Site icon R-bloggers

Implementing Apriori Algorithm in R

[This article was first published on DataScience+, and kindly contributed to R-bloggers]. (You can report issue about the content on this page here)
Want to share your content on R-bloggers? click here if you have a blog, or here if you don't.

There are a bunch of blogs out there posted that show how to implement apriori algorithm in R. However, when I was working on the same, I hit a roadblock since the data was neither in single format, nor in basket(Step 2 explains what a basket format is). I spent quite some time converting the data into the required format to be able to find the association rules.
So, here goes…

Step 1: Read the data

Read the groceries csv file. Here is a link to the csv file.

df_groceries <- read.csv("groceries.csv")

The data consists of three columns:
Member_number: An ID that can help distinguish different purchases by different customers.
Date: The date of transaction
ItemDescription: The description of the actual item that was bought.

Step 2: Data cleaning and manipulations using R

The data required for Apriori must be in the following basket format:


The basket format must have first column as a unique identifier of each transaction, something like a unique receipt number. The second columns consists of the items bought in that transaction, separated by spaces or commas or some other separator.

However, the data we have is something like this:

Member number Date Item Description
1688122020199 12/26/2014 Citrus fruit
1688122020199 10/05/2011 Whole milk
1688122020199 10/05/2011 chocolates
1618090368299 03/29/2011 dishes

Since the structure of the data is not in the format necessary to find association rules, we have to perform some data manipulations before finding the relationships.

Lets first make sure that the Member numbers are of numeric data type and then sort the dataframe based on the Member_number.

df_sorted <- df_groceries[order(df_groceries$Member_number),]
df_sorted$Member_number <- as.numeric(df_sorted$Member_number)

Learn more about vectors, matrices and data frames in R, or check those videos.

Now, we have to convert the dataframe into transactions format such that we have all the items bought at the same time in one row. For this, we use a function called ddply, offered by package plyr.

install.packages(“plyr”, dependencies= TRUE)

Make sure that you do not have package ‘dplyr’ attached to the session. You might end up getting something like this:
‘You have loaded plyr after dplyr – this is likely to cause problems.
If you need functions from both plyr and dplyr, please load plyr first, then dplyr:
library(plyr); library(dplyr)

:: Listed entries ::
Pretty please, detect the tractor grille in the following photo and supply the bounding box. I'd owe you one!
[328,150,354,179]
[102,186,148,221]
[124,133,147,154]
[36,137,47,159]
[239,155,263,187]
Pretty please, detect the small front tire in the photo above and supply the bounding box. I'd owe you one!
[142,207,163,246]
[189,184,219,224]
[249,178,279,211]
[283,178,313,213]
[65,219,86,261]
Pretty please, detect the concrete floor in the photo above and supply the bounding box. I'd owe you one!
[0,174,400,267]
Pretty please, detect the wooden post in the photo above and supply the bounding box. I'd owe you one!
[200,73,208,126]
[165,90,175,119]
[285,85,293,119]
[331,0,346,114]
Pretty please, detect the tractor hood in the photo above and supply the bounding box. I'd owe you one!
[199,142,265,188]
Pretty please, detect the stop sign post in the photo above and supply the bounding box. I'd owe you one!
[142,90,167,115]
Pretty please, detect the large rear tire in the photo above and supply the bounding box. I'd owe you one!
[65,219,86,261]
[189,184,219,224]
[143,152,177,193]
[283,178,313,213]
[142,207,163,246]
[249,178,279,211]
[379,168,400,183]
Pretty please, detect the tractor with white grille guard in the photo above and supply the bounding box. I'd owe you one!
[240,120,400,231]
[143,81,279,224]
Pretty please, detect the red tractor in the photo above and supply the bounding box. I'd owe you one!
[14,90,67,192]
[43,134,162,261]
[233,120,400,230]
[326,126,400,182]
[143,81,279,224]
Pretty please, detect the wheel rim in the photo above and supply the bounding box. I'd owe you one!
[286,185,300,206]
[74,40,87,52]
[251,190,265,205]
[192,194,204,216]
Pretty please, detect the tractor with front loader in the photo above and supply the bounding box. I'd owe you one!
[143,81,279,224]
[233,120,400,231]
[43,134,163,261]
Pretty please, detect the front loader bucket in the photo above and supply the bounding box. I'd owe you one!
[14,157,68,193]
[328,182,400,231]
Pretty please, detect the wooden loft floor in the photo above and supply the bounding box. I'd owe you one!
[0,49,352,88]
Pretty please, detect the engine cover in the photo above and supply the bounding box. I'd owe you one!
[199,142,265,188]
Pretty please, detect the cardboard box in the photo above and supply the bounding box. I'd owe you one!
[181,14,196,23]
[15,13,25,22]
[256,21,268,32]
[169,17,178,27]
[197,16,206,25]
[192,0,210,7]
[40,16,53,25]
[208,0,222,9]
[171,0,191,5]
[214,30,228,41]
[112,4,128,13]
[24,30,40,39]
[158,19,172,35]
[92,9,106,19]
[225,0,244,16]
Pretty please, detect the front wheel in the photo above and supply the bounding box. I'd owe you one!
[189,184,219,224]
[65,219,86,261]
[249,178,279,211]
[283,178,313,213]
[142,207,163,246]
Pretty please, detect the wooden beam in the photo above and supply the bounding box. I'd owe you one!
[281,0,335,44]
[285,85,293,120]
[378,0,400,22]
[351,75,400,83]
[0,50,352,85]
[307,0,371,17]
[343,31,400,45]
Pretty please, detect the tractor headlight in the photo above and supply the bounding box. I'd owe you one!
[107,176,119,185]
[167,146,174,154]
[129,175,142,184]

:: To be done ::
1. In the Apriori tutorial, which function and package are used to convert the dataframe so that all items bought at the same time sit in one row?
2. Reproduce the lines of the records from the one containing "Pretty please, detect the tractor headlight" through the end of the records, both included.

:: Expected results ::
1. The ddply function from the plyr package.

2.
Pretty please, detect the tractor headlight in the photo above and supply the bounding box. I'd owe you one!
[107,176,119,185]
[167,146,174,154]
[129,175,142,184]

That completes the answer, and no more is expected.